• **Problems to solve**:
1 – Summarize the passage on New Year's resolutions and habits in two sentences.
2 – Write the next part of the passage on New Year's resolutions and habit tracking apps, picking up after its final line.

• **Passage to read**:
Every year, the gym is packed with people who make New Years resolutions to get in shape. This is the year they are determined to make positive change in their lives. Sure, they said the same thing last year, and the year before that — but this year, they mean it. This year, things will be different.
So, they join the gym. Then they buy new workout clothes. And at the beginning, they do go every day. Within 2-3 weeks, they stop coming. Something throws off their plan or they lose motivation because they don’t see any significant change (yet). Their good intentions are not enough to see them through.
It happens to almost everybody. In fact, research at Scranton University says that 92% of New Year’s resolutions will fail. In his book Atomic Habits, author James Clear tells us why:
You do not rise to the level of your goals. You fall to the level of your systems.
If you really want to achieve a big goal this year, the way to do it is to create a system, or habit, that makes success inevitable. Want to lose weight? Don’t chase a goal — make a habit of going to the gym. Want to write a book? Make a habit of writing every day.
There’s a lot written on the science of habits if you really want to dive into the mechanics of how they work, but you don’t have to know it all before you can start making positive changes in your own life. The secret to achieving big goals is consistent small actions. If you can make a habit of doing the right thing every day, success becomes inevitable. With the right habits, this can be the year that you join the 8% who actually achieve their goals.
And the right habit tracking app might be the support you need to make it happen.
Criteria for the Best Habit Tracking App
In selecting the best habit tracking app for iOS, we used the following criteria to select the winner:
- Overall Design & Ease of Use — A good habit tracking app is well-designed, making it easy to add habits and track them regularly.

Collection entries

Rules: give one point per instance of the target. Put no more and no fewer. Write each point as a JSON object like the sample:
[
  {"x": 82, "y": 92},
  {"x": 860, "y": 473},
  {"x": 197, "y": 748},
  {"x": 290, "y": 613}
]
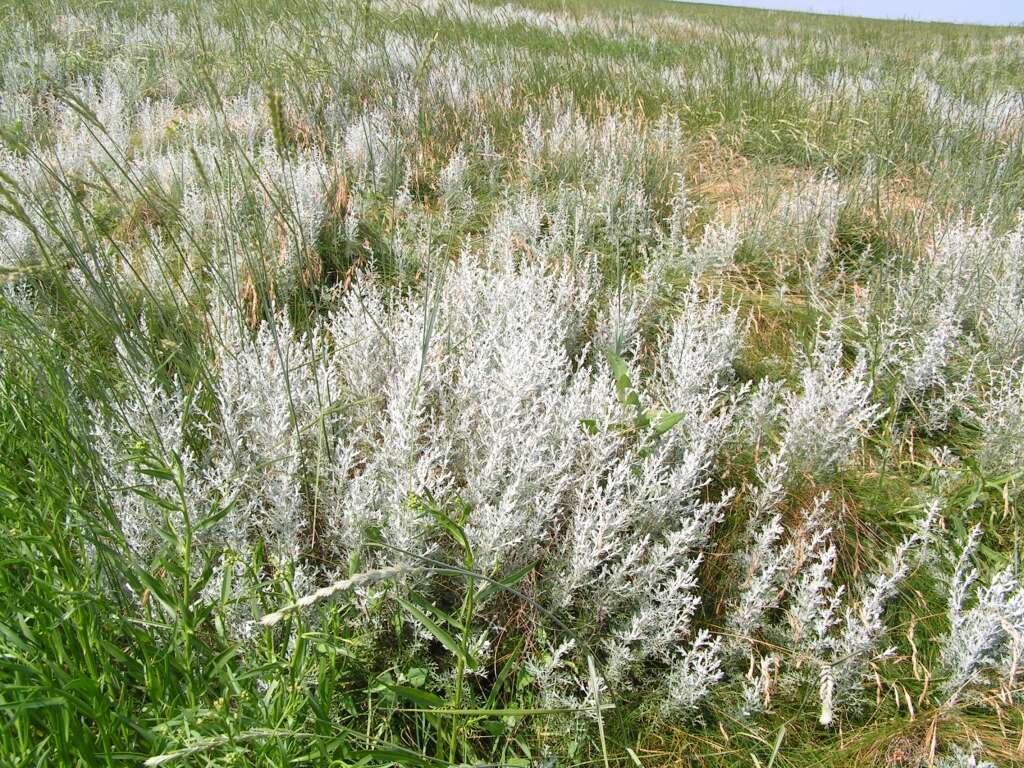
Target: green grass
[{"x": 111, "y": 657}]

• **The replies**:
1 – Many people join the gym with New Year's resolutions but stop going within a few weeks, and research at Scranton University says 92% of such resolutions fail. Citing James Clear's Atomic Habits, the passage argues that big goals are reached by building habits of consistent small actions, and a habit tracking app might provide the support to make that happen.

2 –
- Reports & Statistics — The habit tracking app you decide to use should give you easy-to-understand information in the form of stats, graphs, and charts that make it easy track your progress.
- Scheduling & Reminders — When you’re trying to create new habits, you might need a little help getting started. If the habit tracking app you decide to use allows you to schedule the habits you want to establish and set reminders, it makes it easier to follow through.
- Shortcuts Support & Automation — Forgetting to record a habit when you’ve actually completed it can be frustrating, causing your streak to be reset and undermining your motivation. A good habit tracking app allows you to automate this process using Shortcuts.
- Update Schedule — The habit tracking app you use should have a track record of being well-supported to minimize the risk of it suddenly disappearing, forcing you to figure out a new tool (and possibly losing all your data).
- Sync — There’s no shortage of habit tracking apps available for your smartphone, but you should consider how your data will be synced if you want to track your habits from the web or your Mac.
- Cost — What’s a few bucks when compared to the positive impact the right habits in your life will make? But with so many options available, you can afford to be a little picky when it comes to price.
The Best Habit Tracking App: Streaks
Streaks is a great looking app that makes it easy and fun to track your habits, offers a lot of automation-friendly features to help you do so effortlessly, and gives you the data you need to document and measure your success.
The first thing you’ll notice about Streaks is that it is absolutely beautiful. The design is top-notch, and there are a ton of options available. I counted 22 different color themes to pick from, and each one has three different states. Here’s an example of the different versions of the default orange theme:
There are also 46 different home screen icons available that you can pick from to get Streaks looking just the way you like it. I personally like the blue icons on the black background (which looks amazing on OLED screens).
Streaks is built around a philosophy of creating positive change by repeatedly doing the right things (or repeatedly avoiding the wrong things). This “Don’t Break the Chain” strategy is based on a motivational technique that is popularly attributed to comedian Jerry Seinfeld. There’s a story about how a young comedian asked Seinfeld how to become great, and Seinfeld responded by advising the aspiring comic to get a big wall calendar and put a big red X on the calendar for every day that he wrote new material. Each day that he was able to put another X on the calendar, the longer the chain would become. The longer the chain became, the more motivated he would be to not break the chain.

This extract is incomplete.